Exercise material:
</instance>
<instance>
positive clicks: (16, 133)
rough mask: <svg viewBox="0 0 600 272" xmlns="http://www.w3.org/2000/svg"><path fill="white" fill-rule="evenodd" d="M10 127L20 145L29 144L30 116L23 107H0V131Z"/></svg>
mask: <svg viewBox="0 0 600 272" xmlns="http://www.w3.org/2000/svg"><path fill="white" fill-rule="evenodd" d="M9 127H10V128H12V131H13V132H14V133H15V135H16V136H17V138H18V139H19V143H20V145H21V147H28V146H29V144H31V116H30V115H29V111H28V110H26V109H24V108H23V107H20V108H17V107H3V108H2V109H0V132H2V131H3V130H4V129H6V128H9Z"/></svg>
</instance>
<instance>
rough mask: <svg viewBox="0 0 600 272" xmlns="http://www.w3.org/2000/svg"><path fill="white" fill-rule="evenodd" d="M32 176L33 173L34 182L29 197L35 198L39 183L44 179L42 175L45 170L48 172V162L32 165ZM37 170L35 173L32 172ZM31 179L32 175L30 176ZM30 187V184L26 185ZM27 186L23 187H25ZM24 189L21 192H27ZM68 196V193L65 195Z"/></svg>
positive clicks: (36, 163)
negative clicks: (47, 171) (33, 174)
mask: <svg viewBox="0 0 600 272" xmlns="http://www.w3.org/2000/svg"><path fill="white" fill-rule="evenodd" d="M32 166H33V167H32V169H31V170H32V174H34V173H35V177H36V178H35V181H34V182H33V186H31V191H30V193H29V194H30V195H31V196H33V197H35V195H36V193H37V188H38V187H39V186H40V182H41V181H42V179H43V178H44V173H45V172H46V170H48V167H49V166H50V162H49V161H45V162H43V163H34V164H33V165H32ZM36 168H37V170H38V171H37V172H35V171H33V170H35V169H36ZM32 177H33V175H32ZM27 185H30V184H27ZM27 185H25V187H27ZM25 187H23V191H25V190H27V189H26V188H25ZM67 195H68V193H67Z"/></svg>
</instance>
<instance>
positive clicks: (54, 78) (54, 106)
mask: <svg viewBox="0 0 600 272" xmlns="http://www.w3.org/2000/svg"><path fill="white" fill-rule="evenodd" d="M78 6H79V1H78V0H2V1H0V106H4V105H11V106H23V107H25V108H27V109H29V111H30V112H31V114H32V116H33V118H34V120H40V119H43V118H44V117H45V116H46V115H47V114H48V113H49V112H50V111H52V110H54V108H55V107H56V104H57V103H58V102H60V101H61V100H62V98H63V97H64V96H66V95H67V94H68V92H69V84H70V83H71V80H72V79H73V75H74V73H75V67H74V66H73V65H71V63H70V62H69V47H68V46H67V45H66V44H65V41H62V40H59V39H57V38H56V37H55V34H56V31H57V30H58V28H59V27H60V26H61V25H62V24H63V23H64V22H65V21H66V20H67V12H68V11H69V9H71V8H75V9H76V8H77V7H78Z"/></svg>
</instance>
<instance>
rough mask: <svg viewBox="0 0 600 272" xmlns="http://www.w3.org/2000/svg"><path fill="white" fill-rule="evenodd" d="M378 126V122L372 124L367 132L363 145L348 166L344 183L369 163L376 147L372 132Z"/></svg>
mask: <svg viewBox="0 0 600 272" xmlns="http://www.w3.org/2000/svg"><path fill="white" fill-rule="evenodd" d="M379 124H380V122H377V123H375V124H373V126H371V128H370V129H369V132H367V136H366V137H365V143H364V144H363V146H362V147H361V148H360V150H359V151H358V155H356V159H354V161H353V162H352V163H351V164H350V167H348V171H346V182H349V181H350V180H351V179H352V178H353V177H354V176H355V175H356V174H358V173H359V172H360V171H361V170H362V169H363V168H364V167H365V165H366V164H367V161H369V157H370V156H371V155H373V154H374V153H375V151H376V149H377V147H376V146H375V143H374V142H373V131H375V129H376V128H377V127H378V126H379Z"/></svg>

==

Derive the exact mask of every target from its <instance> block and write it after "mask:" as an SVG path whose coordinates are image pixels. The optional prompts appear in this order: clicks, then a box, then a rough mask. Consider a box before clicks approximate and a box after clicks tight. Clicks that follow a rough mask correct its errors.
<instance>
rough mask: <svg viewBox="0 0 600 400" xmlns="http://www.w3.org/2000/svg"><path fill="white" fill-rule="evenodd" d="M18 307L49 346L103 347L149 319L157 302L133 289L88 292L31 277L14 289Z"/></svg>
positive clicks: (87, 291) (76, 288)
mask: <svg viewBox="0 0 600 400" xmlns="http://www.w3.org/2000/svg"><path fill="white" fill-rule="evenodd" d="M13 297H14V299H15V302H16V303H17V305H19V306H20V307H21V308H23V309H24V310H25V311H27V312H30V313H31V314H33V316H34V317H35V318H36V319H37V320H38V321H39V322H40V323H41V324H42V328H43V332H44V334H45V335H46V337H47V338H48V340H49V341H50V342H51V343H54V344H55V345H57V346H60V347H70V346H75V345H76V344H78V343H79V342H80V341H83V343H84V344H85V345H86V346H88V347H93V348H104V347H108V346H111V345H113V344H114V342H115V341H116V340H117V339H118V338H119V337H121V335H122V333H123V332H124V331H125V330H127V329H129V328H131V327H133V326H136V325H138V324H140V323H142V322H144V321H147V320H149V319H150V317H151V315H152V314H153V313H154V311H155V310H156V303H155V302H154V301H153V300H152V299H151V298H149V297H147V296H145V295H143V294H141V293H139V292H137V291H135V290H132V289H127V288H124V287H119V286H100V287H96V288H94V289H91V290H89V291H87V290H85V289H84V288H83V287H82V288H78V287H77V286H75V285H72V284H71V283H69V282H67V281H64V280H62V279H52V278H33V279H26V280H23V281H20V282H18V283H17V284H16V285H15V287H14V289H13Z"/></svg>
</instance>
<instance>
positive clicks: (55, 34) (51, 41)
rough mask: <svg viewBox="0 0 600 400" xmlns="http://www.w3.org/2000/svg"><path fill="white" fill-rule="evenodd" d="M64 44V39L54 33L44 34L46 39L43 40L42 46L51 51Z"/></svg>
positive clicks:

Directions:
Starting at the line above that holds "Derive the exact" and ending at the line that holds "307L49 346L103 347L149", transcribe each line exactly and include no other lines.

Output:
Derive the exact mask of every target from its <instance> block and write it after "mask:" as an SVG path whose coordinates are image pixels. The optional prompts appear in this order: clicks, then a box, then a rough mask. Consider a box before clicks approximate and a box after clicks tight. Clicks that follow a rough mask correct its errors.
<instance>
rough mask: <svg viewBox="0 0 600 400" xmlns="http://www.w3.org/2000/svg"><path fill="white" fill-rule="evenodd" d="M18 307L49 346L103 347L149 319L157 302L133 289L88 292L31 277L14 289Z"/></svg>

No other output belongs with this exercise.